▸ EXERCISE DETAILS: Copy out the records below with every "single marker" swapped for "single dot" and nothing else altered. Leave the pictures out of your copy.

▸ LISTING:

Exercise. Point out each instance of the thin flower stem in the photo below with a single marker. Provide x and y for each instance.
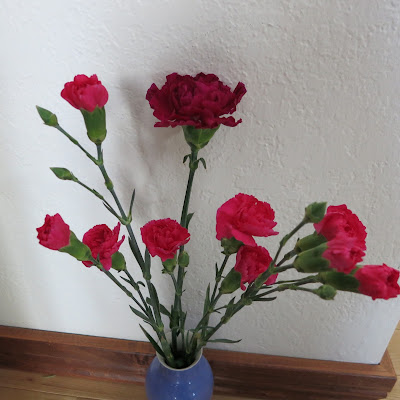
(177, 308)
(75, 142)
(139, 257)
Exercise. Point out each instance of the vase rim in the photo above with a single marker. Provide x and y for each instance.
(195, 362)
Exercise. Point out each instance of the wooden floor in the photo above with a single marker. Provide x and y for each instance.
(17, 385)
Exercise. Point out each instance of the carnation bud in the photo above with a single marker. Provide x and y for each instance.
(231, 246)
(169, 265)
(231, 282)
(309, 242)
(77, 249)
(118, 261)
(183, 259)
(95, 124)
(312, 260)
(198, 138)
(47, 116)
(326, 292)
(315, 212)
(339, 280)
(63, 174)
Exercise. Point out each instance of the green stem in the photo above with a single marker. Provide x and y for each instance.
(75, 142)
(177, 308)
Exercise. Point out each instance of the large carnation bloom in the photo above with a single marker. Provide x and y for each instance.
(103, 243)
(252, 261)
(378, 281)
(340, 223)
(243, 217)
(199, 101)
(163, 237)
(85, 93)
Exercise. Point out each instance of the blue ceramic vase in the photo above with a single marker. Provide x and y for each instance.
(165, 383)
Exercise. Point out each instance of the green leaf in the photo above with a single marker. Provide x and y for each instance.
(163, 310)
(188, 219)
(203, 161)
(140, 314)
(64, 174)
(118, 261)
(132, 200)
(264, 299)
(47, 116)
(153, 342)
(224, 341)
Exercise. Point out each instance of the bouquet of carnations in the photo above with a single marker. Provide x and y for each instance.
(327, 261)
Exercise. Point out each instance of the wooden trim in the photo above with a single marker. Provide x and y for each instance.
(237, 374)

▸ COMPLETE RESPONSE:
Exercise. Point out each instance of the thin flower stem in the photo below with a single dot. Provide x and y for each instance.
(177, 308)
(75, 142)
(139, 257)
Exercise. Point out each instance of the vase rim in the photo above with a single dot. Provide x and y for each instance.
(195, 362)
Exercise. Point out each instance of the wooden floor in the photo above with a single dot. Provide x and y for each instance.
(17, 385)
Exercise. Point out each instance of the carnation bud in the photo above with a single dot. Provide x and y for each instance.
(231, 246)
(169, 265)
(231, 282)
(309, 242)
(77, 249)
(118, 261)
(183, 259)
(95, 124)
(312, 260)
(198, 138)
(47, 116)
(326, 292)
(315, 212)
(339, 280)
(63, 174)
Exercise. Point out each instance of the green stem in the photo above with a single dot. Provide x and y for each instance.
(75, 142)
(177, 308)
Exercise. Point out each instance of the large carnation bloom in the photo above with a single dot. Provide x and y for each instance.
(103, 243)
(252, 261)
(378, 281)
(340, 223)
(243, 217)
(199, 101)
(163, 237)
(85, 93)
Exercise. Point out each instance of the blue ceramic vase in the photo above with a single dot. Provide x and y for each instance.
(165, 383)
Exercise. Point out each instance of the green leaf in the photo above with a single dot. Provide x and y for each instance.
(163, 310)
(188, 219)
(203, 161)
(140, 314)
(64, 174)
(118, 261)
(132, 200)
(264, 299)
(47, 116)
(153, 342)
(224, 341)
Exercise. Point out each instance of the bouquet of carnations in the photo above with a single dot. Provide x and y for each instance.
(327, 261)
Exercise. Point out each instance of the wooden trim in the photo above with a single dot. Provide x and y for each instance.
(237, 374)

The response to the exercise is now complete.